Fatal: Inconsistency between delegation and zone. The set of NS records served by the authoritative name servers must match those proposed for the delegation in the parent zone.: ns1.epizy.com (198.251.86.152): Delegation: ns1.epizy.com,ns2.epizy.com, Zone: ns2.epizy.com

Both problems are not completely critical. Isn’t there something like a blocking firewall, if multi perspective validation is used?

2 Likes

Let’s Encrypt runs their own resolvers (using an off-the-shelf recursive DNS server).

3 Likes

They are anycast IPs. Not in different subnets, sure, but changing that would be purely cosmetic. IMO the idea that using different subnets makes the service any more reliable is quite outdated.

That’s one of the issues which @jsha also raised. I do agree that the lack of NS records is not correct or nice, but I haven’t heard any complaints for the months or years where this has been the case.

[Natural language region descriptions]
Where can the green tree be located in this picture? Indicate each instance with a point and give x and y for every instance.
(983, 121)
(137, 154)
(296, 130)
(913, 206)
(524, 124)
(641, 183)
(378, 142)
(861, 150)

== Problem requirements ==
Continue the forum thread about the DNS name server records from the point where it stops. The items are not needed for anything here.

== Response to the exercise ==
To my knowledge, there is no classic firewall restricting access from IPs. But, come to think of it, there is a DDoS protection system which might interfere with the DNS queries.

Or it might be a broken POP. Which, given that Google’s resolvers also returned errors for @jsha, sounds a bit more likely.

But it’s just a guess from my end if I don’t have any network diagnostic information.

That’s the Unbound instance which @jsha was referring to? Too bad, it makes it harder to reproduce issues locally.

1 Like

That happens sometimes. Let’s Encrypt is especially capable of triggering paranoid DDoS systems because it can send a modestly large amount of queries, for a “weird” type (CAA), and for things that don’t exist (CAA again, and misconfigured domains).

Yes.

https://unboundtest.com/ is a public service with an ~identical configuration, but it’s totally unrelated infrastructure.

1 Like

That

may be the problem.

1 Like

I’ll just confirm what @mnordhoff and @JuergenAuer have said. They are, as always, spot on. :slight_smile:

I just spun up a couple more instances of unboundtest.com in different regions:

https://ams.unboundtest.com/
https://blr.unboundtest.com/

Try doing some lookups from there and let me know if it helps diagnose the problem. If people wind up finding these useful I’ll update the HTML on the main page to link out to them.

2 Likes

That’s great, thanks!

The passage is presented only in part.